■ Provided records:
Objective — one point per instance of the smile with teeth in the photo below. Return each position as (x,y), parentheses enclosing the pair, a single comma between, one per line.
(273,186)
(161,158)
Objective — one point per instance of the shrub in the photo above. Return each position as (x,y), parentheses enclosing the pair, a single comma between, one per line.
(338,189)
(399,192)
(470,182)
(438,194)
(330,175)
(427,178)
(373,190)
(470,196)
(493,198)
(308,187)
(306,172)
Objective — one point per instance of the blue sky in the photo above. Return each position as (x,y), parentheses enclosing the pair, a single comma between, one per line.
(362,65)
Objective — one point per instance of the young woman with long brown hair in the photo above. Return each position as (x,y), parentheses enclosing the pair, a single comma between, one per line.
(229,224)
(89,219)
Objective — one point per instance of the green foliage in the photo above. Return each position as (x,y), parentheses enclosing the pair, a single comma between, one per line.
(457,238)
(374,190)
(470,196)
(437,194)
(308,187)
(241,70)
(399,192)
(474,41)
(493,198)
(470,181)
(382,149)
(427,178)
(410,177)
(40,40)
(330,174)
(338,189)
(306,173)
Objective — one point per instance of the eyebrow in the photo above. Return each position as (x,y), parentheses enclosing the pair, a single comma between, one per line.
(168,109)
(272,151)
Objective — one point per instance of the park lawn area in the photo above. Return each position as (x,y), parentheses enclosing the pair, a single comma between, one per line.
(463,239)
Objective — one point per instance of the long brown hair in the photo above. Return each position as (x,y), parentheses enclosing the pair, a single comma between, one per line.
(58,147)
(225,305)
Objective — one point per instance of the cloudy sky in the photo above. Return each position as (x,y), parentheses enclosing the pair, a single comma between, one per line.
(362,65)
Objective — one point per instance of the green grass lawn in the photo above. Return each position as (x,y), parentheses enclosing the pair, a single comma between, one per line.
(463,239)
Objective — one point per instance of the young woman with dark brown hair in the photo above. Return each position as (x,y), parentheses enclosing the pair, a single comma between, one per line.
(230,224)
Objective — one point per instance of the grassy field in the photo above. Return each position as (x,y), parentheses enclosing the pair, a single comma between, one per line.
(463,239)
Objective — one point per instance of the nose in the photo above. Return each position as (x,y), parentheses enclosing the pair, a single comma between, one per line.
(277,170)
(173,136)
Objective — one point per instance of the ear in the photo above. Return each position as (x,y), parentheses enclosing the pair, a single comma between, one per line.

■ Instructions to follow: Write each entry out again, exactly as it reads above.

■ Answer box:
Objective — one point per instance of the smile with teeth in the photo below. Return each position as (x,y), parentheses enclosing the pair, a single comma between, one per line.
(273,186)
(161,158)
Objective — one point per instance of the shrub in the photo above. Return each position as (x,y), parentheses enclosing the pair, a single comma between, one per line.
(338,189)
(399,192)
(470,182)
(438,194)
(330,175)
(427,178)
(373,190)
(470,196)
(493,198)
(308,187)
(306,172)
Objective — one point per instance of the blue sky in the photo above. Return each position as (x,y), parentheses enclosing the pair, a single comma between, one per line.
(362,65)
Objective — one point per instance of the young woman with long brown hair in the photo above. Return each position as (x,y), parentheses enclosing the pair, a single comma between, one per line.
(229,224)
(89,219)
Objective — one point per instance of the green foliage in the photo above. Return each position as (x,y), parentheses enclosing the pair, a single comma between, one per line.
(457,238)
(374,190)
(470,196)
(437,194)
(308,187)
(241,70)
(399,192)
(474,41)
(493,198)
(470,181)
(382,149)
(427,178)
(410,177)
(40,40)
(330,174)
(338,189)
(306,173)
Objective — one point per instance of the eyebrow in the photo above. Return each position as (x,y), parentheses enclosing the pair, a single comma between, one per line.
(168,109)
(272,151)
Objective — one point per instance of the park lawn area in the photo above. Return each position as (x,y), parentheses enclosing the pair, a single comma between, one per line.
(463,239)
Objective — one point per instance of the long brown hair in the photo above. Return each position as (x,y), parentheses enclosing the pair, a single comma between, one per line.
(58,147)
(225,305)
Objective — one point per instance of the cloudy sky in the photo above. Return each position as (x,y), parentheses enclosing the pair, a single comma between, one per line.
(362,65)
Objective — one point per instance of the green grass lawn in the photo above. Return each position as (x,y), parentheses enclosing the pair, a single comma between, one per line.
(463,239)
Objective — one point per instance of the young woman with dark brown hair in the photo above. Return each position as (x,y), parentheses enclosing the pair, a single comma between, one per line.
(230,224)
Objective — one point per instance of the grassy field in the photo above. Return each position as (x,y), parentheses enclosing the pair, a single comma between, one per line.
(463,239)
Objective — one point per instance of the nose in the photo above. Return each position as (x,y), parentheses enclosing the pair, a single comma between, one per line.
(277,170)
(173,136)
Objective — one point per instance of the ear in the photo above. Return each position as (x,y), parentheses enclosing the pair, a single comma between, one per line.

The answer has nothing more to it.